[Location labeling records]
+++
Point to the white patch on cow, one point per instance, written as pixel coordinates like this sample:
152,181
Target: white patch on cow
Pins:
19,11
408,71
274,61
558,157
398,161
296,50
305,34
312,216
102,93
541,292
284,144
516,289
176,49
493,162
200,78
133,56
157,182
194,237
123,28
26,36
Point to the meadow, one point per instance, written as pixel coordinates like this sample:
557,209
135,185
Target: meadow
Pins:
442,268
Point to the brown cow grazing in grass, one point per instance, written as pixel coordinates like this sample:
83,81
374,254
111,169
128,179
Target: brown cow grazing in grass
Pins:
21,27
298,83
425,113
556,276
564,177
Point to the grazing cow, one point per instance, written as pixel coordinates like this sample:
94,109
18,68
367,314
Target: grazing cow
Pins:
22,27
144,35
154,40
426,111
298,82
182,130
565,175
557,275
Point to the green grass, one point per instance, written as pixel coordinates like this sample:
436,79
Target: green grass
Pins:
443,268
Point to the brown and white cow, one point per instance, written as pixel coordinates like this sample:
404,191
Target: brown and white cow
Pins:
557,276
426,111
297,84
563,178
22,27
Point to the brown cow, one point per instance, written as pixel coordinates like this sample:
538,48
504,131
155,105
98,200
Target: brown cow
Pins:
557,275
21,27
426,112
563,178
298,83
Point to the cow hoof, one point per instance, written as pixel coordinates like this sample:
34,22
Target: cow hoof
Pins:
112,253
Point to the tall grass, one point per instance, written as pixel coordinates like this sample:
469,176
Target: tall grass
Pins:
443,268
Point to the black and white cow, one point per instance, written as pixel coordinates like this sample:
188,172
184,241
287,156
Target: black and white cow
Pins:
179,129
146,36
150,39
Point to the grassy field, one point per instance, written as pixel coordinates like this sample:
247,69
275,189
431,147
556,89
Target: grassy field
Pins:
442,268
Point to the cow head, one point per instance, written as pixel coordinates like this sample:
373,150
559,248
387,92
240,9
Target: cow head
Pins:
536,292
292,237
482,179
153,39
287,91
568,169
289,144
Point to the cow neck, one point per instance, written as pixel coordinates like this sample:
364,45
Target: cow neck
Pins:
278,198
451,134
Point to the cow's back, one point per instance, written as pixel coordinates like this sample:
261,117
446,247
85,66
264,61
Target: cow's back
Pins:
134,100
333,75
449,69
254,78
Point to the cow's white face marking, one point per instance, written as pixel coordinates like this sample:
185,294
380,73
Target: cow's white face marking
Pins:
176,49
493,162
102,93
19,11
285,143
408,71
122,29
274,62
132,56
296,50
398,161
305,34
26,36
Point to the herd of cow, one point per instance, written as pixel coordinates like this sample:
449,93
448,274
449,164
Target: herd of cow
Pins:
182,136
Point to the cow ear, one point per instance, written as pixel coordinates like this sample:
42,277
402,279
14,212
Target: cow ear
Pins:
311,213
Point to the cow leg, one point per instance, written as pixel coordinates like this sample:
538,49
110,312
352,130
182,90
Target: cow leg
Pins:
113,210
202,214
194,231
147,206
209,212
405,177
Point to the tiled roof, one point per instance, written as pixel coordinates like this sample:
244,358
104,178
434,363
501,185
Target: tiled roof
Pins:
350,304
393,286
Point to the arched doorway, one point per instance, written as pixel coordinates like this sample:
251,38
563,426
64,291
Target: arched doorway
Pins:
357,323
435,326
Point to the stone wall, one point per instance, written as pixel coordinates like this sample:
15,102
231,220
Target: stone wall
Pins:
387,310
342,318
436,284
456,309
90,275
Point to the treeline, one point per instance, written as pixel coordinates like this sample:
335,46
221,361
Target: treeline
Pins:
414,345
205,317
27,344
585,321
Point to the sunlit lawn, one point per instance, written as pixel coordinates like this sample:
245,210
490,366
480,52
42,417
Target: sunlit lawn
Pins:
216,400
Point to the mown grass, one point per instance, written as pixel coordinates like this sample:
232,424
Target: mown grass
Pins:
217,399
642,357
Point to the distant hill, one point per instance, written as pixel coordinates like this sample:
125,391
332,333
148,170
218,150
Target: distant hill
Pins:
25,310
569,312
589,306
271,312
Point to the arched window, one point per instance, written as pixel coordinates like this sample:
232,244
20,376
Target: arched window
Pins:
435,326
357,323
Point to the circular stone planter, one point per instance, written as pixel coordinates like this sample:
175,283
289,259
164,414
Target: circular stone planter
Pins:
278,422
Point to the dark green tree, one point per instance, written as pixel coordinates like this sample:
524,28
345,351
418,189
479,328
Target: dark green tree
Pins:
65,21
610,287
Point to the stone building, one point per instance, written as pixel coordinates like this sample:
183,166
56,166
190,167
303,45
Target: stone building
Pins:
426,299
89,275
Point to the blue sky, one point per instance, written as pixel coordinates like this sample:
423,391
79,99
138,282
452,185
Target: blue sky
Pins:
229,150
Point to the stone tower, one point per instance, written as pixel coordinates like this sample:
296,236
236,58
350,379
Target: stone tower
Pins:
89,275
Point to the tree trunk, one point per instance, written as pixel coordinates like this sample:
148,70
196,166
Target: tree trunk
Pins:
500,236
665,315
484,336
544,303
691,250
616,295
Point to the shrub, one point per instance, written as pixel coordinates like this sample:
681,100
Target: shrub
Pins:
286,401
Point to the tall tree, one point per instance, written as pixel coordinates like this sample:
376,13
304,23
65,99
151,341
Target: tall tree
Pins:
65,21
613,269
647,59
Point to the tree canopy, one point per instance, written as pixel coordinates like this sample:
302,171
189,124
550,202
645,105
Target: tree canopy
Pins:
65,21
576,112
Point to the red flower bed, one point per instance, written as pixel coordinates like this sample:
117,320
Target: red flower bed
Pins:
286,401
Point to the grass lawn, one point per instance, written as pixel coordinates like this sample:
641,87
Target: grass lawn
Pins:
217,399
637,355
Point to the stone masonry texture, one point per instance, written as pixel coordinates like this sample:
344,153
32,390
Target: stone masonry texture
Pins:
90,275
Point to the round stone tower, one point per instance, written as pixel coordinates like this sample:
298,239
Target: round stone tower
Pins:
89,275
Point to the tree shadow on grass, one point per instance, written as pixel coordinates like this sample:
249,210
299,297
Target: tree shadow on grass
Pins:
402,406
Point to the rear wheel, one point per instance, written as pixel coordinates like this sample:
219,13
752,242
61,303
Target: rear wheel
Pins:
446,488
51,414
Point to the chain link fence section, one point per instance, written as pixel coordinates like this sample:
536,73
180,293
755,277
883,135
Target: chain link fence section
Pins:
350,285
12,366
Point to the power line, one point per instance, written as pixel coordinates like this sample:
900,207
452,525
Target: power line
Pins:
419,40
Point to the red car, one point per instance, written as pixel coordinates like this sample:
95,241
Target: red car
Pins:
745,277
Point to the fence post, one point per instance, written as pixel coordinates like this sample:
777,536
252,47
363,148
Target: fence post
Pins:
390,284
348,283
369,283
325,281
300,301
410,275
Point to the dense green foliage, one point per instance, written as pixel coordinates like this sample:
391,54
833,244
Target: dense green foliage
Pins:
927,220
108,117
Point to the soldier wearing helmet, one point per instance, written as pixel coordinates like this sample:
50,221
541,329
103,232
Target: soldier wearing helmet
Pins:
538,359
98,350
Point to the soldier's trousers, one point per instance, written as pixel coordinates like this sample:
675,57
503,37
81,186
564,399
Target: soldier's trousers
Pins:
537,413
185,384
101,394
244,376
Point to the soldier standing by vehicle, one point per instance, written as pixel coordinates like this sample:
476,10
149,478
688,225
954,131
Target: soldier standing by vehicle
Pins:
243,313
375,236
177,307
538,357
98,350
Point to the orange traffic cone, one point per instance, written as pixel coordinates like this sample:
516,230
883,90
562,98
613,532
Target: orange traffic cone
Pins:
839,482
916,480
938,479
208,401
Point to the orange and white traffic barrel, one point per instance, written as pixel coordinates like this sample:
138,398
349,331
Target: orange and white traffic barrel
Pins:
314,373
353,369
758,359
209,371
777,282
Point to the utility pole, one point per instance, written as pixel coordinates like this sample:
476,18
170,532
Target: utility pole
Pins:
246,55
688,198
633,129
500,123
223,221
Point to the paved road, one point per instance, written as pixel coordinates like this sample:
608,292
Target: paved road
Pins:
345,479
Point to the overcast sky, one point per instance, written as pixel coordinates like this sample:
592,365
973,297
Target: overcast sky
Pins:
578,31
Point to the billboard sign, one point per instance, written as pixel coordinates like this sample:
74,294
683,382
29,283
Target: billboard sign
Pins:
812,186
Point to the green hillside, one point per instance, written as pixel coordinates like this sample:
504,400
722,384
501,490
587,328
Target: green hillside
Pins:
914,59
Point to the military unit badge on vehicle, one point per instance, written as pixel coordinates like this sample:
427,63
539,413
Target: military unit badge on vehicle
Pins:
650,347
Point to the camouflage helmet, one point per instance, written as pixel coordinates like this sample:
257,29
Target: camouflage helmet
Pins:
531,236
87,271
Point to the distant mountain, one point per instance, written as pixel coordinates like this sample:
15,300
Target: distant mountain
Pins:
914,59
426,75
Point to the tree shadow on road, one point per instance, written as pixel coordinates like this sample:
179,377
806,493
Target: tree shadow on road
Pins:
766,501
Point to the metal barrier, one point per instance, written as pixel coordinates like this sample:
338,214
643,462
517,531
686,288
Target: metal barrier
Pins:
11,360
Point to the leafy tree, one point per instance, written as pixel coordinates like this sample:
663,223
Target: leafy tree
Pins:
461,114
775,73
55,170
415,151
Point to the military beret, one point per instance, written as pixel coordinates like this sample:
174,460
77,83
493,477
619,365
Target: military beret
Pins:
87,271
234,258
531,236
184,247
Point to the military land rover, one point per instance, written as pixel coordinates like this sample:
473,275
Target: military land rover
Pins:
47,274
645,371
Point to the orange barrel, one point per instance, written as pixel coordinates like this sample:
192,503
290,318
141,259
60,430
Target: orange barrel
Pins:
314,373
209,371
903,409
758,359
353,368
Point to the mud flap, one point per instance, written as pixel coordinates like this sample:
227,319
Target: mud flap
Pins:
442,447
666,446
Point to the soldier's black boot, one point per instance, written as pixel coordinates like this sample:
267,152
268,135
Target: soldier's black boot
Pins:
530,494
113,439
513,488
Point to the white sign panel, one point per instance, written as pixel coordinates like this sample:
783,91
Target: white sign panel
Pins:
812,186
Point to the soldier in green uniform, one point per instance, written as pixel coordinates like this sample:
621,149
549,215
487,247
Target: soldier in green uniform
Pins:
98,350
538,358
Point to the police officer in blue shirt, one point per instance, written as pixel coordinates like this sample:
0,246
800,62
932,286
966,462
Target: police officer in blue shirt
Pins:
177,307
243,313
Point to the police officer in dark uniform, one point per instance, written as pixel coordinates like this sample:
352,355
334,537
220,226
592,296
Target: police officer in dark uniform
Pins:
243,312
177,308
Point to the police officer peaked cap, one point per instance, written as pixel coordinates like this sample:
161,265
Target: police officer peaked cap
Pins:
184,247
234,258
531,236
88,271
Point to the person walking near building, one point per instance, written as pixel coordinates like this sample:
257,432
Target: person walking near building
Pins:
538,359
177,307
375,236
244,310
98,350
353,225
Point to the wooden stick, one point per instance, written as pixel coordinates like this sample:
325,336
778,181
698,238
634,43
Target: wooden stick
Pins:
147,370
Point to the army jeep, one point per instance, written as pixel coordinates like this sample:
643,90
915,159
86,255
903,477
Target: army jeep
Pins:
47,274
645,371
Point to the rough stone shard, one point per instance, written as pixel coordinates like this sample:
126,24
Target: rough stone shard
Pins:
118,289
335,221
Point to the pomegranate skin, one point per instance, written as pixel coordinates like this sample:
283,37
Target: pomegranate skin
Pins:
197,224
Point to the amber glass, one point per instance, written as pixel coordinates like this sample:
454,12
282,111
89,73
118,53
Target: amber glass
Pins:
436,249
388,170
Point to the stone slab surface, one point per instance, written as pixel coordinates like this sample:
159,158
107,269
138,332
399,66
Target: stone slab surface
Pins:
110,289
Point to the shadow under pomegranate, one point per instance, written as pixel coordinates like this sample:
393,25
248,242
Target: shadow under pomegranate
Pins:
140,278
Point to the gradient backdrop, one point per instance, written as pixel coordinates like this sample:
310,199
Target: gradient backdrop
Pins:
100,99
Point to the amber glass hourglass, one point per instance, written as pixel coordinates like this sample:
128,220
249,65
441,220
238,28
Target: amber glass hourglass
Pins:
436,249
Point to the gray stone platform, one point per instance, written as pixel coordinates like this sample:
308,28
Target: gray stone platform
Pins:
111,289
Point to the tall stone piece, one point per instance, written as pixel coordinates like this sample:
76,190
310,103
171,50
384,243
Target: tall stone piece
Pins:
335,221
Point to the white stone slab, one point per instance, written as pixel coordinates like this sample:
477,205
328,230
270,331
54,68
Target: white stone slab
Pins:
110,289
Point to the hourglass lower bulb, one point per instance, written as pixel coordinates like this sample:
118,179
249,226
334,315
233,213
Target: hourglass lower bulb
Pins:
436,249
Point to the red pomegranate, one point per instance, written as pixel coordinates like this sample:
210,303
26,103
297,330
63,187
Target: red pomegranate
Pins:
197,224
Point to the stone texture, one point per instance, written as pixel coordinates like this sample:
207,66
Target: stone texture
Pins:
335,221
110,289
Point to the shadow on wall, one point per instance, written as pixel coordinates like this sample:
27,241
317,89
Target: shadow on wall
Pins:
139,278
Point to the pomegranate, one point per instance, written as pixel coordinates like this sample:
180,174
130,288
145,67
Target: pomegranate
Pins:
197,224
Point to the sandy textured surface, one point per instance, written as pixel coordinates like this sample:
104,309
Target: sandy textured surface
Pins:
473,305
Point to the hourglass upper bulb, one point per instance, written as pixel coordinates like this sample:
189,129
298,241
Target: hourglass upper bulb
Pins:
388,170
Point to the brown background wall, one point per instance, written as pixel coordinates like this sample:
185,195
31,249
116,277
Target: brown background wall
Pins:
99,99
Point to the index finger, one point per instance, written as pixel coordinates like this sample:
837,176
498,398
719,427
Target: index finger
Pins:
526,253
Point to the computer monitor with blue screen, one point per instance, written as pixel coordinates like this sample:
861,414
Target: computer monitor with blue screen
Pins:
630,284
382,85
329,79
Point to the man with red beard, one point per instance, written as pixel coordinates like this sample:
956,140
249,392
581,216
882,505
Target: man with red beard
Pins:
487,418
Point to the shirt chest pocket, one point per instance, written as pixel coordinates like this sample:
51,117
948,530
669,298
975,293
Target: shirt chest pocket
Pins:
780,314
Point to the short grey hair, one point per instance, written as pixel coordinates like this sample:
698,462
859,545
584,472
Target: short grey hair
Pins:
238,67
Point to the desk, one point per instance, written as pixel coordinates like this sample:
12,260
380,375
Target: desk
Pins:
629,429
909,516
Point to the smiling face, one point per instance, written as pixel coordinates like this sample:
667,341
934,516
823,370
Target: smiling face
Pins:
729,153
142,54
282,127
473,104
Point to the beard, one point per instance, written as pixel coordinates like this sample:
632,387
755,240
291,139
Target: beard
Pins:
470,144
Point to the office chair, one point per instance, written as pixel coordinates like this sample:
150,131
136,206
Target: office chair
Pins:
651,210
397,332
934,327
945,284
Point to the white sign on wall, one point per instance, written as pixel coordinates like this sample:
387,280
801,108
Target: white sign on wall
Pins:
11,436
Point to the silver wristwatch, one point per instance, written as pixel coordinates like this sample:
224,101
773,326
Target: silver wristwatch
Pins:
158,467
+++
AIM | Quote exactly what appears from the line containing "Point to the man" through the final line of the listing above, including both of those lines.

SOLUTION FOR THIS EXERCISE |
Point to the man with red beard, one point per instance, written as pixel coordinates like this sample:
956,140
249,392
581,216
882,505
Target: man with red beard
Pins:
487,418
Point to the shirt chest pocket, one point per instance, written as pixel coordinates like this sample:
51,117
948,530
669,298
975,293
Target: shirt chest pocket
Pins:
780,314
Point to the short grey hair, one point per instance, written as pixel coordinates like this sample:
698,462
859,545
584,472
Target: short grey hair
Pins:
238,67
Point to the desk, one point per instance, written as pixel coordinates like this sample:
12,260
380,375
Target: desk
Pins:
629,429
909,516
Point to the smiling face, one point per instance, written as pixel coordinates like this sample:
667,341
934,516
823,370
Target: smiling face
Pins:
729,153
142,54
282,127
473,104
Point to the beard, one point per instance, written as pixel coordinates like this sample:
632,387
755,240
291,139
Target: beard
Pins:
470,144
Point to the office chair, one point per instance, written as pixel coordinates like this sample:
150,131
136,206
Target: office chair
Pins:
651,210
397,332
934,327
945,284
Point to the white sign on wall, one point per instance, written as pixel coordinates like this sample:
387,280
801,108
Target: white sign on wall
Pins:
11,436
Point to the silver wristwatch, one point per instance, written as pixel coordinates like this sample:
224,101
773,326
Target: silver wristwatch
Pins:
158,467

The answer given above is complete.